TASK DATA section start

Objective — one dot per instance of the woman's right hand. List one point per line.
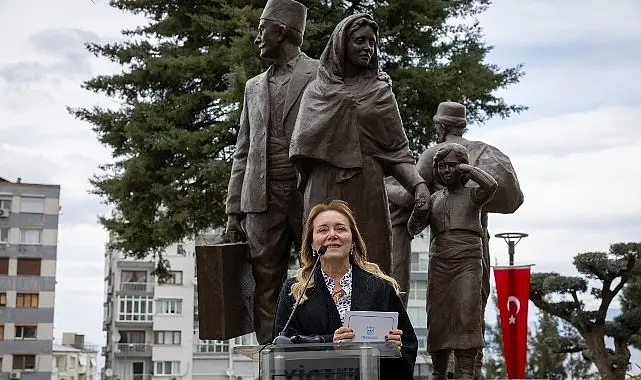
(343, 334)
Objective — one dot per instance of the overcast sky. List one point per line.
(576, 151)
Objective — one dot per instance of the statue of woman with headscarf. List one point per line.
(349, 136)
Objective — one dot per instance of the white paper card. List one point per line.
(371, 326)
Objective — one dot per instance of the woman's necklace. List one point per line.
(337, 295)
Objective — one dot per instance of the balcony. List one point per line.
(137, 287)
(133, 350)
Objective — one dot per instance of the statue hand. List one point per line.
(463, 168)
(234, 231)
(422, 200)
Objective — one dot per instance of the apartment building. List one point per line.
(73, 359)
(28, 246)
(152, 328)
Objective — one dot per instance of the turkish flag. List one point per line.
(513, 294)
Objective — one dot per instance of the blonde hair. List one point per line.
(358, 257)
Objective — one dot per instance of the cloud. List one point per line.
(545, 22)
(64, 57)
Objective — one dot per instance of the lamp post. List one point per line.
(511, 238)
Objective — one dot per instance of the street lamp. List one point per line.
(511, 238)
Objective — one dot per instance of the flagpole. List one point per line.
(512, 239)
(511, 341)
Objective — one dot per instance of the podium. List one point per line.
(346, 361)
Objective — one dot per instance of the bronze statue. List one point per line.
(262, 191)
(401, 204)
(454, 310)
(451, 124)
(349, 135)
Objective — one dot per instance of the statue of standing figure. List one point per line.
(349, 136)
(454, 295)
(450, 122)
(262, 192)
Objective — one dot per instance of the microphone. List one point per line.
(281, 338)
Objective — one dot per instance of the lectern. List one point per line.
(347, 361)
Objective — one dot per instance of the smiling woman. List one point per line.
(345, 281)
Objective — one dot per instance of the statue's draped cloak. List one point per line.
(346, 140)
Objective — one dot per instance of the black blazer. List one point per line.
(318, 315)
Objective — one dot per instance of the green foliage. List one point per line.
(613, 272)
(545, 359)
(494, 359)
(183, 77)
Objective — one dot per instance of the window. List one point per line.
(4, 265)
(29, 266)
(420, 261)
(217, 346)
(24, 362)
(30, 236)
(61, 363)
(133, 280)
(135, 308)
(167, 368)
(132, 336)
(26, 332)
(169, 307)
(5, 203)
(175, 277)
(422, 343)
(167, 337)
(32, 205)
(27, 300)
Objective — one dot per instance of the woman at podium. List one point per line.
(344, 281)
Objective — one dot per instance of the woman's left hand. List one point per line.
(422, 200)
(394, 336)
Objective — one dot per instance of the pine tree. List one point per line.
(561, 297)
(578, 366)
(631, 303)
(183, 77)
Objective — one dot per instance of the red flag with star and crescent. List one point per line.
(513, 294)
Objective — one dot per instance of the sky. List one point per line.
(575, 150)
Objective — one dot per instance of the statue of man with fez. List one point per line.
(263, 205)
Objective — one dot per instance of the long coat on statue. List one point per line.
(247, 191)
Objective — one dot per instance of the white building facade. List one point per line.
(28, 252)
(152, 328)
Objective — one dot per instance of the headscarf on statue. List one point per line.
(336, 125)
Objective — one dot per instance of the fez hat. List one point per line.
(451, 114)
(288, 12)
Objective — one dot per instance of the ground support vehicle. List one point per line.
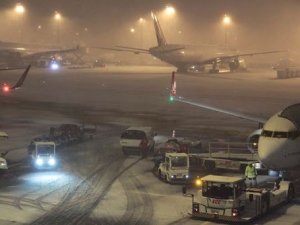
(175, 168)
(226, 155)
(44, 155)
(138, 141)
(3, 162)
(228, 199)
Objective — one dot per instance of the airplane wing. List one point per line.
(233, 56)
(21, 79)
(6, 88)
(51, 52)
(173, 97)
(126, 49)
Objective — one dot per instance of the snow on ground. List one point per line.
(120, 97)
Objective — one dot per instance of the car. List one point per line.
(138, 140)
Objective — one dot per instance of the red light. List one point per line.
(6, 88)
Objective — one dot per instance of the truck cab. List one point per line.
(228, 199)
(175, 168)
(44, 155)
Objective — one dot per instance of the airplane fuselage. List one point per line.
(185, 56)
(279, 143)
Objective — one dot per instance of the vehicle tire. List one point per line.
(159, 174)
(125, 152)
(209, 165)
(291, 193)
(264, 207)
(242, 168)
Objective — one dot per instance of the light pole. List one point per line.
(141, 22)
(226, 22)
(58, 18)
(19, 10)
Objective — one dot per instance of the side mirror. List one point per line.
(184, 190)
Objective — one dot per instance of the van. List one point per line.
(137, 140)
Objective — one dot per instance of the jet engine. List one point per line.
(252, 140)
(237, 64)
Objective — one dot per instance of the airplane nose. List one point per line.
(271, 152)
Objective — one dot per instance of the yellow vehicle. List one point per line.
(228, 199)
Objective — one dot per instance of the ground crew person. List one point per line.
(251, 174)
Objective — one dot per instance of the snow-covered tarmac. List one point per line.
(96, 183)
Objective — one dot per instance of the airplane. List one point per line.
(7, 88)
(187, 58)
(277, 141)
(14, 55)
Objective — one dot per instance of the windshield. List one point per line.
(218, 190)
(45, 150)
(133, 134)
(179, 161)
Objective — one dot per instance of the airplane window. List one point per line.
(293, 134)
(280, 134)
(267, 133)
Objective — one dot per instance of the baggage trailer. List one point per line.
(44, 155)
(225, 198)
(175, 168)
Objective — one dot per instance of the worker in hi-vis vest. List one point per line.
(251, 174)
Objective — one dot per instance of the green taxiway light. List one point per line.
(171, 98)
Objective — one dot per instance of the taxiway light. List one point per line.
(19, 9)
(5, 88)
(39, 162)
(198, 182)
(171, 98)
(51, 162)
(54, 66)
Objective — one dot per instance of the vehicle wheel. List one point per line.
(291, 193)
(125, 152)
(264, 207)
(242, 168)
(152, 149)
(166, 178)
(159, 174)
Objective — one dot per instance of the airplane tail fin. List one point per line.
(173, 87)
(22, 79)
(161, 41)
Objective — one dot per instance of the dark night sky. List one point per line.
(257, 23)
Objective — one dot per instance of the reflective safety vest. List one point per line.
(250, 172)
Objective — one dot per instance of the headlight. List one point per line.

TASK DATA section end

TASK TO CARRY OUT: Beginning with the line that holds "Objective — one dot per instance of the ground crew" and ending with the last line of the data, copy each line exactly and add nothing.

RESPONSE TO THE EXERCISE:
Objective — one dot per instance of the ground crew person. List one point per line.
(251, 174)
Objective — one dot per instance of the snow-covered tarmac. List one point per line.
(96, 183)
Objective — one dot per instance of the airplane. List one point per line.
(7, 88)
(187, 58)
(277, 141)
(14, 55)
Objective — one dot per instance of the windshield. List one point per line.
(218, 190)
(45, 150)
(133, 134)
(179, 161)
Objective — one dot per instance of the airplane window. List one point per line.
(293, 134)
(280, 134)
(267, 133)
Objective — one dot per instance of the baggage trailer. List one point per line.
(44, 155)
(225, 198)
(175, 168)
Objective — one dot per instance of the worker in hi-vis vest. List one point per line.
(251, 174)
Objective — one dot per instance of the green taxiway light. List one point per line.
(171, 98)
Objective — one dot per instance of the taxiway light. List one point per line.
(19, 9)
(5, 88)
(39, 162)
(198, 182)
(171, 98)
(51, 162)
(54, 66)
Objective — one dot per instance of the vehicle wheel. List one point per line.
(291, 193)
(125, 152)
(264, 207)
(242, 168)
(152, 149)
(166, 178)
(159, 174)
Objective — one dot per instance of the airplane tail fin. List one point per line.
(173, 87)
(22, 79)
(161, 41)
Objective — one dot per instance of the dark night sky. List one point per line.
(257, 23)
Objective — one dot per instance of the reflective safety vest. List one point per line.
(250, 172)
Objective — one dot per instance of the headlight. List one point per line.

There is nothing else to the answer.